> Set task:
Turn the lines below into a numbered list, starting at the line containing "# point at: white van" and ending at the line containing "x=527, y=259". Leave out any blank lines.

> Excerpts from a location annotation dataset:
________________

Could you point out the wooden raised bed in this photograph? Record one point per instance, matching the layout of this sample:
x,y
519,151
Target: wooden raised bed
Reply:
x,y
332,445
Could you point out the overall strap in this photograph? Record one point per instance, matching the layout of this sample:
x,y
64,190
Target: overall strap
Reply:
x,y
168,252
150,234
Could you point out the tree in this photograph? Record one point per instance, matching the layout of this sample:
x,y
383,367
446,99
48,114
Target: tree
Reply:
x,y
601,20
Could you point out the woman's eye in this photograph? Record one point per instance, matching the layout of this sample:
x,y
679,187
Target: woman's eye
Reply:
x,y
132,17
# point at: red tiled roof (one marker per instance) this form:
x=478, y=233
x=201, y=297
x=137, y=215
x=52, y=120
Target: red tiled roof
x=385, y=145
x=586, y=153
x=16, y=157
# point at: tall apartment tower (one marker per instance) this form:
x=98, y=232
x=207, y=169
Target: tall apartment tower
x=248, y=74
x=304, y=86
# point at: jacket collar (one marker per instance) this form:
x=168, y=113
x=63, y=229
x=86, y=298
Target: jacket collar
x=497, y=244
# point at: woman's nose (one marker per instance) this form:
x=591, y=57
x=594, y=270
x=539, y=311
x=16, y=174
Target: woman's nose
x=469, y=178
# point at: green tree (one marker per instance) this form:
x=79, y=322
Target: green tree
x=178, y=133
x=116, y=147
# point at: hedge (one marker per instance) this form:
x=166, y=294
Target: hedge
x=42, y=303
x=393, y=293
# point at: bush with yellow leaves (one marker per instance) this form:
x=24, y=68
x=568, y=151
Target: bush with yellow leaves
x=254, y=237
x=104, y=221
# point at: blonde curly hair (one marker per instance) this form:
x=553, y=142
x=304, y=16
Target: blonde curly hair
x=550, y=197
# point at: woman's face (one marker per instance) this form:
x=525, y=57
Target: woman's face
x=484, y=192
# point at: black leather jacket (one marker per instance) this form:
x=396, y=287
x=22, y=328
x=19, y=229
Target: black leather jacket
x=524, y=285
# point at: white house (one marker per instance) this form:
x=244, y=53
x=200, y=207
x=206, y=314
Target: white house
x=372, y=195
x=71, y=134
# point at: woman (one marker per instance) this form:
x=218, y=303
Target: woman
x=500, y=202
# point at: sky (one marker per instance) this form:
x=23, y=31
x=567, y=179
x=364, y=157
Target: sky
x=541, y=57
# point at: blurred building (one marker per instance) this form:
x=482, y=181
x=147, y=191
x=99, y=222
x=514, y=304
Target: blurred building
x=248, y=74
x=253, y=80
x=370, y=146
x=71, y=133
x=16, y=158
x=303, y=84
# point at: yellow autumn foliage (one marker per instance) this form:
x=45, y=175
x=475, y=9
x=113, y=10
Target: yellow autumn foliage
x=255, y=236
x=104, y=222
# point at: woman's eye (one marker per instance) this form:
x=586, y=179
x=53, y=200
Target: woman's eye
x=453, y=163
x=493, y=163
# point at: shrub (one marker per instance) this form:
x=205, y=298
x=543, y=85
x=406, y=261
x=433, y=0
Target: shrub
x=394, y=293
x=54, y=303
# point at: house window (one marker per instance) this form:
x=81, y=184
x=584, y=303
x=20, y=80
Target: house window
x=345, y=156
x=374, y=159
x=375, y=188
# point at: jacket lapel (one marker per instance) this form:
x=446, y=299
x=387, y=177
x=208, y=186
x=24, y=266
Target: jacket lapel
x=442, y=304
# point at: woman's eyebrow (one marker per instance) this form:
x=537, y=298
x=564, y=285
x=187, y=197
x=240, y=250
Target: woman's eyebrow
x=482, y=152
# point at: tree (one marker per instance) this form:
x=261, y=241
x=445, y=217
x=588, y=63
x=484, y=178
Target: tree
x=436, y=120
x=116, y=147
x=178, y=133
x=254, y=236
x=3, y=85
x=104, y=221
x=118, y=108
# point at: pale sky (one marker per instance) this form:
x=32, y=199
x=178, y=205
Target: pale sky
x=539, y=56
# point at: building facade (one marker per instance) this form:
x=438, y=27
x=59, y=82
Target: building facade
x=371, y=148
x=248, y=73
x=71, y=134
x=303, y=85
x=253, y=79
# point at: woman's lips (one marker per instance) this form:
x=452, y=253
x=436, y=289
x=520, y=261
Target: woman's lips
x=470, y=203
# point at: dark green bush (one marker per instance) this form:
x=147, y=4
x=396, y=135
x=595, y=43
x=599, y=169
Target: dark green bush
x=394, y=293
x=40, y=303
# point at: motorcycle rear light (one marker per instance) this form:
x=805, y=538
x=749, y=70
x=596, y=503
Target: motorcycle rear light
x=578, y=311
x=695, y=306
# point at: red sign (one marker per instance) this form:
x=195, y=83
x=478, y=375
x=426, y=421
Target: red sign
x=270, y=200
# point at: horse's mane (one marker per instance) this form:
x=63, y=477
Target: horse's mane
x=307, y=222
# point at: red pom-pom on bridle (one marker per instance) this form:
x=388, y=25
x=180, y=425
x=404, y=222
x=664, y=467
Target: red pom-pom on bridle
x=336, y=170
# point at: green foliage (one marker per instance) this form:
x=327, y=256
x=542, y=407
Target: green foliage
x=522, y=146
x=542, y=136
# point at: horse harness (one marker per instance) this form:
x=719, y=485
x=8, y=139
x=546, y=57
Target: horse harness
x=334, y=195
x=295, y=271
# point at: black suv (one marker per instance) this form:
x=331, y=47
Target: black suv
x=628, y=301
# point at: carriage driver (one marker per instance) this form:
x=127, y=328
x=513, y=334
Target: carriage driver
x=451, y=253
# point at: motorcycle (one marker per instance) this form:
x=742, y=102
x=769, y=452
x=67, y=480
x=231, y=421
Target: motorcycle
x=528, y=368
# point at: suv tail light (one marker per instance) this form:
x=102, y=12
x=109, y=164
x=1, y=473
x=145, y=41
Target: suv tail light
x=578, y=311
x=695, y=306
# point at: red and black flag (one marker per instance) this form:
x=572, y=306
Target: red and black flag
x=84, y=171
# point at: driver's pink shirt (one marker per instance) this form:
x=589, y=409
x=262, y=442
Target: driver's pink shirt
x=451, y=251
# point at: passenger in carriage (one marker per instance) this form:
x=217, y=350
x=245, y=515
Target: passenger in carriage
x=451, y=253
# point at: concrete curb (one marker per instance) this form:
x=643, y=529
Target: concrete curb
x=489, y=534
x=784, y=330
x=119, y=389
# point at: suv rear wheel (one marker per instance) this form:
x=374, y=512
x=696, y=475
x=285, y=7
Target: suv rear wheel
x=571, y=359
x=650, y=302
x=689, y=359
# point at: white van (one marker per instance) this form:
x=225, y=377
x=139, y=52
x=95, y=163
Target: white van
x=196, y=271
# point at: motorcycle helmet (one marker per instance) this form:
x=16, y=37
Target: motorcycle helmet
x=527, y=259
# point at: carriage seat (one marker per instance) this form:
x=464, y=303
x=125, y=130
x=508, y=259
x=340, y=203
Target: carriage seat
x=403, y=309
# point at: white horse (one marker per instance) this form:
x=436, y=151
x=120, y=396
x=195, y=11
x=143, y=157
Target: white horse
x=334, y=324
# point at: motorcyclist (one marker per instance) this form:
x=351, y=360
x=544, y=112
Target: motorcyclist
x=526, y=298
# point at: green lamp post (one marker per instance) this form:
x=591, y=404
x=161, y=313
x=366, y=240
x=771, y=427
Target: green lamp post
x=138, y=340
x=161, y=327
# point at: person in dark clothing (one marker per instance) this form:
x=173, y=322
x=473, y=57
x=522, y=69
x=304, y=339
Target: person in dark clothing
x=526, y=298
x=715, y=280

________________

> Problem solution:
1. # point at: white van (one marker per instance) this form:
2. x=225, y=377
3. x=139, y=52
4. x=95, y=163
5. Target: white van
6. x=196, y=271
7. # point at: motorcycle helmet (one marker per instance) this form:
8. x=16, y=37
9. Target: motorcycle helmet
10. x=527, y=259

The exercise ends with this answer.